Work request 1:
In the market commentary, by how much is GW Pharmaceuticals (GWPH) down on its earnings report?
Work request 2:
Rewrite the part of the market commentary that opens with the words "Wednesday morning, better-than-expected" and closes with "of positive progress.", putting "France" in place of "Germany".

*** Opening Text block ***

The market consolidation that began on Tuesday is continuing this morning. There was a slight positive bias to the action yesterday, but it was classic digestion after a good run. Some rotation action took place, but the DJIA and the Nasdaq were able to push to new closing highs.
Wednesday morning, better-than-expected manufacturing numbers out of Germany are providing some support, but market players are on hold as they await further developments on a China trade deal. The market is hopeful that the U.S. will cut some tariffs as an indication of positive progress.
Earnings season is shifting to secondary names and there are some big movers in more volatile stocks. Match Group (MTCH) is indicated down about 14% in the early going and GW Pharmaceuticals (GWPH) is down around $17, or 13%, on its earnings report.
We are now in the second half of earnings season, in which less well-known stocks are reporting, and there is a much greater potential for some landmines. These stocks generally do not have an impact on the broad market, but they can influence sentiment and undermine confidence.

*** Closing Text block ***
*** Opening Excerpted records ***

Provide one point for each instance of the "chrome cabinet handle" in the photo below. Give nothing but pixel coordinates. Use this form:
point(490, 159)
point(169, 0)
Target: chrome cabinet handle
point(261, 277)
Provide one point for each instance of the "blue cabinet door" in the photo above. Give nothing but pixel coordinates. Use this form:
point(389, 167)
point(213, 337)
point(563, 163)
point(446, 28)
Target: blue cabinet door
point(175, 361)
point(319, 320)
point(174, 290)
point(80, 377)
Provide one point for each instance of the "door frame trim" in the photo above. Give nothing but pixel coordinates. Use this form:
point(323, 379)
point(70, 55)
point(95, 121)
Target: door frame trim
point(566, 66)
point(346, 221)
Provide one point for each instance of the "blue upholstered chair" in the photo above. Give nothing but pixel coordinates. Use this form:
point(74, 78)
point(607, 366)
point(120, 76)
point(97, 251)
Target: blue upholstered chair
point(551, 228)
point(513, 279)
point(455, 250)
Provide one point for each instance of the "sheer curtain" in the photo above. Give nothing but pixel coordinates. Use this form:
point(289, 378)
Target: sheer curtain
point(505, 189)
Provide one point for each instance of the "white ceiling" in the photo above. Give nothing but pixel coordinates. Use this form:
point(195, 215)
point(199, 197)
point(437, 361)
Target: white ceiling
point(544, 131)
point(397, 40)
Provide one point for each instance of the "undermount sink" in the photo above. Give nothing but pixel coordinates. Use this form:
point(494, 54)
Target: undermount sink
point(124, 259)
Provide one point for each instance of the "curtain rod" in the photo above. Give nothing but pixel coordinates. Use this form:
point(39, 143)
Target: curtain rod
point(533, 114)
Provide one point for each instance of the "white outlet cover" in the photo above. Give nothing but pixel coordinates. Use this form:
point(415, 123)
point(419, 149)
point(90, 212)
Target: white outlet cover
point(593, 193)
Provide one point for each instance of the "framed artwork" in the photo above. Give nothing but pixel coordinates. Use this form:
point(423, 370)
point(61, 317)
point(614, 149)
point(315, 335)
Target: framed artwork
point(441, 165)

*** Closing Excerpted records ***

Response area 1:
Around $17, or 13%.

Response area 2:
Wednesday morning, better-than-expected manufacturing numbers out of France are providing some support, but market players are on hold as they await further developments on a China trade deal. The market is hopeful that the U.S. will cut some tariffs as an indication of positive progress.